- [WORK TASK 1]: Decide whether each statement agrees with the Ireland forecast article below: (a) The Commission expects Irish GDP to grow by 3.0% in 2024. (b) Consumer price inflation in Ireland peaked at 8.1% in 2023. (c) Exports going directly to China account for more than 2% of EU GDP. Answer yes or no for each, and quote the words from the article that decide it.
- [WORK TASK 2]: Resume the Ireland forecast article below, picking up after its final sentence.

- [PAGE EXTRACT]:
* * *
Ireland’s economy has been shrinking over 2023 and will experience flatter growth for the next years, that’s according to new data from the EU.

The European Commission has publish its Autumn Economic Forecast this morning. It warns that the European economy “has lost momentum but a rebound is still expected”.

European Economy Commissioner, Paolo Gentiloni, said the outlook was “challenging”.

After performing better than much of Europe in recent years, Ireland now looks set to fall behind the curve.

Autumn Forecast, European Commission

“Following strong growth in 2022, GDP is expected to decline by 0.9% in 2023 amid developments
in multinational-dominated sectors and normalising domestic demand. It is thereafter forecast to
pick up to 3.0% in 2024 and 3.4% in 2025. Following its peak of 8.1% in 2022, consumer price
inflation is set to moderate throughout 2024 and reach 2.1% in 2025. The government budget
surplus is projected to shrink in 2023 and 2024, before rebounding at around 1% of GDP in 2025.”

The particular international structure of Ireland’s modern economy makes it especially vulnerable to current economic headwinds, the European Commission warns.

Looking globally, China’s economy is slowing down and that is having a knock-on effect for Ireland, according to EU data.

“Germany and Ireland [are] exhibiting the largest trade exposure to China, reaching 6.8% and 6.4% of total exports in 2022. Measuring trade exposure as a share of economic output, exports destined directly to China make up only 1.5% of EU GDP, with Germany and Ireland again displaying the highest shares
(2.8% and 2.6%, respectively).”
* * *
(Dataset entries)

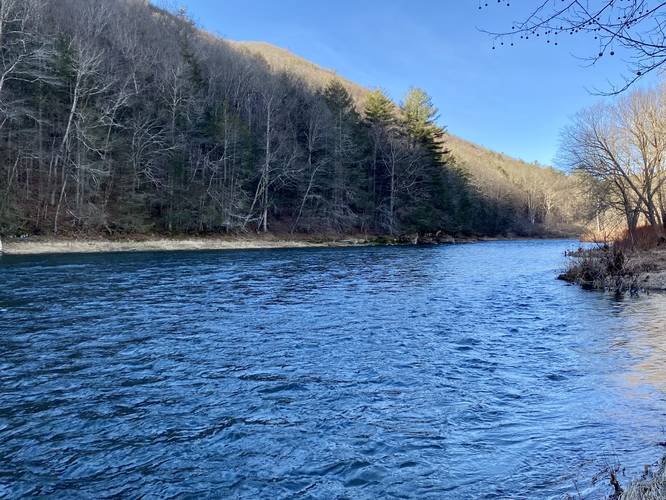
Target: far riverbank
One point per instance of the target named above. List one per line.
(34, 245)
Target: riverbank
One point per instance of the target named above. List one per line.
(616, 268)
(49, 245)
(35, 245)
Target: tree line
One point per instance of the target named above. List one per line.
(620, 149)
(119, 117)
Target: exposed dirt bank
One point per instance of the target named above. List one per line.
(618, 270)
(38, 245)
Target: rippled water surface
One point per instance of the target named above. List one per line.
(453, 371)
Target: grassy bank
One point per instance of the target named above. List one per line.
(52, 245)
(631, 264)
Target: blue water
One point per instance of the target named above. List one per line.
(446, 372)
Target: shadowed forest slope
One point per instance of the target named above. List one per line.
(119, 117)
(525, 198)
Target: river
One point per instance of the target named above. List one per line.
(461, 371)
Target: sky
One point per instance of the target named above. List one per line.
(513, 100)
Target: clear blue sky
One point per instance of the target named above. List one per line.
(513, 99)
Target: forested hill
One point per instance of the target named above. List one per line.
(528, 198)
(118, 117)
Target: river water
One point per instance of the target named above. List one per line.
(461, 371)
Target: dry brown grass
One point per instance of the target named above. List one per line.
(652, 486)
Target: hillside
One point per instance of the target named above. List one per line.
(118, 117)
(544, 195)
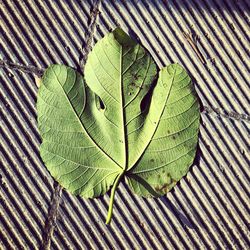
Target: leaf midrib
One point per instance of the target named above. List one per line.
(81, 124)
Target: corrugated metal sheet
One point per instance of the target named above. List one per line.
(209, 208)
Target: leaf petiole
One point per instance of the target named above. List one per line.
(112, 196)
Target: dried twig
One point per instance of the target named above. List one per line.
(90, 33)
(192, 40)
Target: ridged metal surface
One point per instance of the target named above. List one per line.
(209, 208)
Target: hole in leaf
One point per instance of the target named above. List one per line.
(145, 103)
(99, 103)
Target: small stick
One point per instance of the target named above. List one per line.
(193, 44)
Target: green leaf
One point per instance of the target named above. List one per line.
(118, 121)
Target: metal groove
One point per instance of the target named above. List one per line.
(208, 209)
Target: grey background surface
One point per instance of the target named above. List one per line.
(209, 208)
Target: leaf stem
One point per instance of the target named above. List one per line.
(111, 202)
* * *
- [OUTPUT 1]:
(a) Yes: "It is thereafter forecast to pick up to 3.0% in 2024"
(b) No: "Following its peak of 8.1% in 2022"
(c) No: "exports destined directly to China make up only 1.5% of EU GDP"

- [OUTPUT 2]:
During 2023, whilst real GDP increased in France, Spain, Belgium and Latvia, growth stagnated in Germany and Italy. “The decline in Ireland was even more pronounced, at 1.8%”.

Other significant findings for Ireland highlighted by the European Commission:

  • “Investment dynamics were very volatile across Member States in the first half of the year, with sharp declines in Ireland”
  • “Deficits remain high in many Member States. In 2023, 12 EU Member States are set to have a deficit greater than 3% of GDP. This number is expected to increase to 13 in 2025 based on the customary no-policy-change assumption, when all Member States but Cyprus and Ireland are projected to still have a headline budgetary position worse than in 2019, i.e. before the COVID-19 pandemic.”
  • Employment: “In the first half of the year, the highest increases in headcount employment were recorded in Estonia, Ireland and Spain compared to 2022-Q4 levels.”
  • House prices: “Since 2010, prices have doubled in Germany and the Netherlands, while Portugal, Ireland, Czechia, Austria, Luxembourg, Latvia, and Lithuania have seen even stronger price growth.